* **WRITTEN TASKS**
- 1) Using the post, answer:
(a) About how many daily riders does the current system have?
(b) What did the recent highway expansion near the second area cost?
(c) According to the research the writer has seen, what produces the best school outcomes?
- 2) Quote the stretch of the post from "The foundation of" through "for something important.".

* **SELECTION**
It's a bit more complicated. Basically, here's a description of the two areas:

  1. closer to downtown, distance for the train to a connection is about 2-3 miles, and mostly services a shopping area; cost was about $40M; daily ridership is about 1k
  2. tech hub with companies promising to expand if mass transit is added; distance to a connection (near major sports stadium) is about 13-14 miles, estimated cost is ~$900M and includes an unrelated line; estimated daily ridership increase is 10-15k initially, with lots of expansion options along existing freight rail to probably double or triple that (connects to industrial areas and a university w/ an existing commuter rail line)

For reference, the current system is about 30k daily riders. I get that the first option is significantly cheaper, but its impact is also significantly less since it only relieves some traffic on one local street. The second option could relieve traffic on a major arterial highway and encourage more businesses with high paying jobs to open up in the region.

Basically, the conservatives in the legislature want the cheaper option, not the most impactful option. Where I grew up, the Democrats wanted an option, not necessarily the cheapest or best option.

For the record, I want both options to be built. I'd much rather us spend more on rail than highway expansion (a recent expansion near #2 was $1.7B, double what it would've cost to build a rail line that could've solved the same problem).

Almost none of these policies are actually supported by any libertarian politicians.

Are these "libertarian politicians" in the room with you? The closest I've seen is libertarian-leaning conservatives, like Thomas Massie or maybe Rand Paul. But they're pretty much only "libertarian" in the fiscal sense, and even that's a stretch since it's not based in libertarian principles, but just wanting to spend less.

The foundation of libertarianism, IMO, is the Non-Aggresion Principle. It's not private property, unrestrained capitalism, or anything like that, but the idea that we should prefer policies that respect freedom to those that don't. So if we're going to raise taxes, it needs to be for something important.

I think welfare is important, since w/o a social safety net, bad luck or bad choices could ruin you and enable others to take advantage of you. If you always have the option to walk away from your job and still have access to basic necessities, your boss really doesn't have that much power over you so they're forced to respect you to keep you working for them. That solution is a lot more attractive than a whole slew of laws governing the workplace and welfare programs that often require a lot of work to gain access to. I support the NIT/UBI because it'll significantly reduce the amount of power the government and corporations have over poor people, and encourage people to take more entrepreneurial risks, which benefits society at large.

This sounds dangerously close to privatizing schools, especially where we’re talking about basic education necessary for life (K-12)

No, the research I've seen shows that the best outcomes are produced by a mix of public and charter (i.e. 100% publicly funded, privately run) schools. Charter schools and public schools both need to step up to retain funding otherwise parents will move their children to a better performing school. Areas w/ 100% charter schools seem to lose that competitive drive, and areas w/o great school mobility tend to stagnate as well.

* **STORED DATA**
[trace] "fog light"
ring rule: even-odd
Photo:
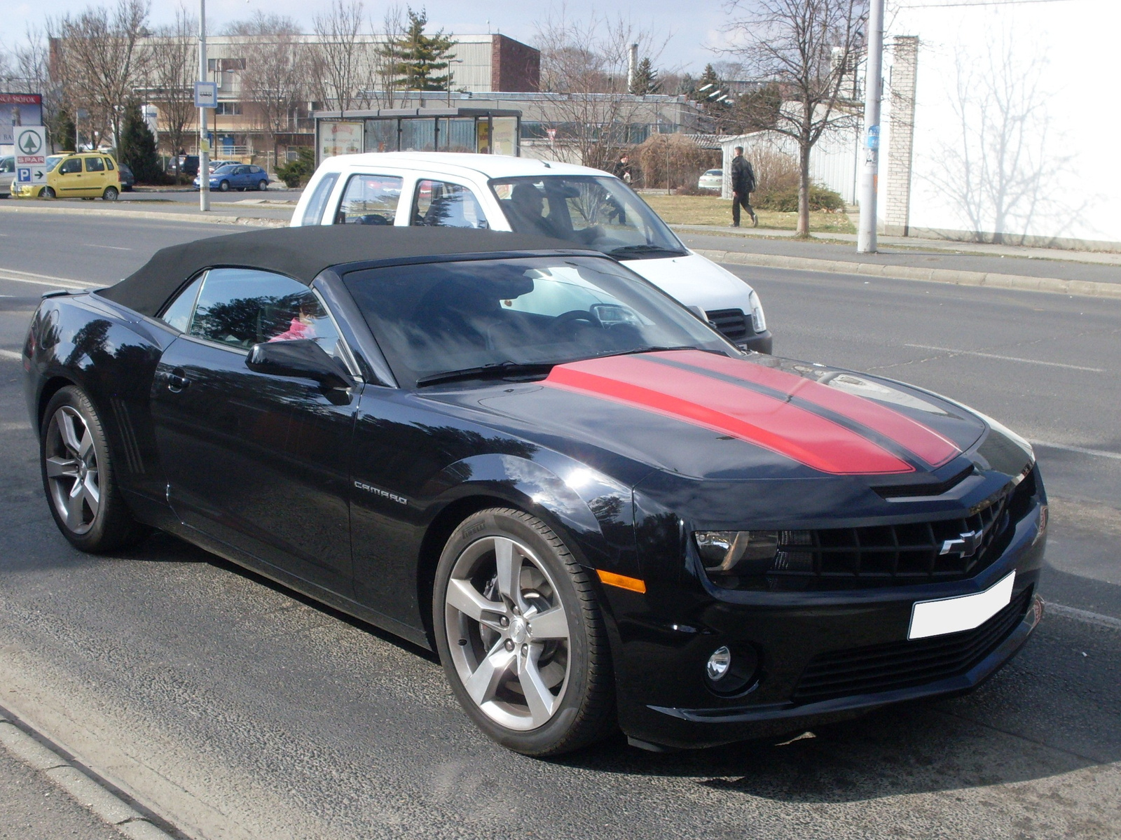
[[[708,657],[708,664],[705,665],[705,671],[708,673],[708,679],[716,682],[728,673],[728,669],[731,666],[732,652],[726,647],[717,647],[712,652],[712,656]]]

* **OUTPUTS**
- 1)
(a) About 30k.
(b) $1.7B.
(c) A mix of public and charter schools.

- 2)
The foundation of libertarianism, IMO, is the Non-Aggresion Principle. It's not private property, unrestrained capitalism, or anything like that, but the idea that we should prefer policies that respect freedom to those that don't. So if we're going to raise taxes, it needs to be for something important.